▶ **Exercise description**
Write out exactly, with no other output, the lines below from the one that contains "In this exercise you will mark each instance of the rocky" through the end.

----

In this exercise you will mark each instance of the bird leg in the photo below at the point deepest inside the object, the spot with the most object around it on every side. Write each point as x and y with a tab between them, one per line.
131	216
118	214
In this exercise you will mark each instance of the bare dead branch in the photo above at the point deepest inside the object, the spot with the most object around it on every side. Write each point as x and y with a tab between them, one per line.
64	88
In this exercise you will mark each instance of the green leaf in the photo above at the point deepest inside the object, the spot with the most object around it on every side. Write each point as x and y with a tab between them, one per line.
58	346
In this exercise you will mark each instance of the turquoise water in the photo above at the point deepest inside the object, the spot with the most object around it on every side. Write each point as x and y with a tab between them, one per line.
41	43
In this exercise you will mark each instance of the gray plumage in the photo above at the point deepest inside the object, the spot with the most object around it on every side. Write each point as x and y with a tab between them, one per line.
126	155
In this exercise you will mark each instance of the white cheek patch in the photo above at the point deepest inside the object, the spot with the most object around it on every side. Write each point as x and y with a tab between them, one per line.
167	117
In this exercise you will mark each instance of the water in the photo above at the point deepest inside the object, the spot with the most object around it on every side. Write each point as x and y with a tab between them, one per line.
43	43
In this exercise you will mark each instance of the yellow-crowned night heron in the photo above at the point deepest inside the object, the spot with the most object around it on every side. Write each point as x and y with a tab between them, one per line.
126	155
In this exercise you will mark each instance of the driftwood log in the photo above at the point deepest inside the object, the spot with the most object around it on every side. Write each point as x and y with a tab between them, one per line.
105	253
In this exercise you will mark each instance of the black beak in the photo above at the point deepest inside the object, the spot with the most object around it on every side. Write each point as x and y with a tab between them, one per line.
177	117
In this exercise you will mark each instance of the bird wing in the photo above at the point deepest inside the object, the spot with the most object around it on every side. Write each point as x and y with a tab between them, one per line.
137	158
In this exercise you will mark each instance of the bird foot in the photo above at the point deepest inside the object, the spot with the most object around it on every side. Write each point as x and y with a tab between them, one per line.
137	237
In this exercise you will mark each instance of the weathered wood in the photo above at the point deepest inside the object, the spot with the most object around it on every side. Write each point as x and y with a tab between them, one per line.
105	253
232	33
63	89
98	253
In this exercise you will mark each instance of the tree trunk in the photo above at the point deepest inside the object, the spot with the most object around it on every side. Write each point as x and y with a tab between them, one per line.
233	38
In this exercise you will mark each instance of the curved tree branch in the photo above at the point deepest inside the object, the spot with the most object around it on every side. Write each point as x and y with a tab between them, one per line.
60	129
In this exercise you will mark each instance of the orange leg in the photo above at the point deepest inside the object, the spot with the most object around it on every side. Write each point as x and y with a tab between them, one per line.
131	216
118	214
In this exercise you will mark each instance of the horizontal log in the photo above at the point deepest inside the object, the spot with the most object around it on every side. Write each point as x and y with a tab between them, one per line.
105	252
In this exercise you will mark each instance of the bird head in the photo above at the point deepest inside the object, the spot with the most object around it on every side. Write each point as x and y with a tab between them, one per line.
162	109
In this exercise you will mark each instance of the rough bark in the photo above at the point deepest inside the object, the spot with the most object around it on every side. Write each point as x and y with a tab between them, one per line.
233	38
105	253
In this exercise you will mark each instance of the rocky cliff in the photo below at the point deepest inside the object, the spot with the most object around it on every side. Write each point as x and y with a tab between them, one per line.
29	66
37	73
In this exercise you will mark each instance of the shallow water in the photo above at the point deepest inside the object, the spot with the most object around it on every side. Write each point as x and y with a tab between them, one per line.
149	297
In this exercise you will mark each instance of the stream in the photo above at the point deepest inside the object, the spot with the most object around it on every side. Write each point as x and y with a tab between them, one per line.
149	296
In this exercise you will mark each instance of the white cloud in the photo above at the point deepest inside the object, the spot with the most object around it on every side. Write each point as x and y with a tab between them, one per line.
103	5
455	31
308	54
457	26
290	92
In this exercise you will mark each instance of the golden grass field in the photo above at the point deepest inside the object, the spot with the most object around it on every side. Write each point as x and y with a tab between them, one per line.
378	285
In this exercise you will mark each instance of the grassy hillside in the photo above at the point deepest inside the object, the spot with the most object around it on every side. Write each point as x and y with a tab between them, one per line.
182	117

----

▶ **Final answer**
In this exercise you will mark each instance of the rocky cliff in the photo below at the point deepest inside the object, the spot with the most object around it on every side. Write each point as x and y with a tab between them, one per line.
29	66
37	73
In this exercise you will mark each instance of the shallow water in the photo above at the point deepest inside the object, the spot with the most object around it on every side. Write each point as x and y with a tab between them, one per line.
149	297
In this exercise you will mark each instance of the stream in the photo above at the point deepest inside the object, the spot with the most object around it on every side. Write each point as x and y with a tab between them, one per line.
149	296
In this exercise you will mark each instance of the white cloud in the photo above at the point deepest inside the object, the spot with the most object around it on every side. Write each point as x and y with a tab between them, one per line.
103	5
455	31
308	54
457	26
290	92
In this exercise you will mark each instance of the golden grass field in the photo above at the point deepest inside the object, the spot with the most object around it on every side. Write each point as x and y with a tab between them, one per line.
378	285
In this exercise you will mark each instance of the grassy hillside in the photo above at the point deepest inside the object, the spot with the most object around it on every side. Write each point as x and y with a tab between them, one per line.
182	117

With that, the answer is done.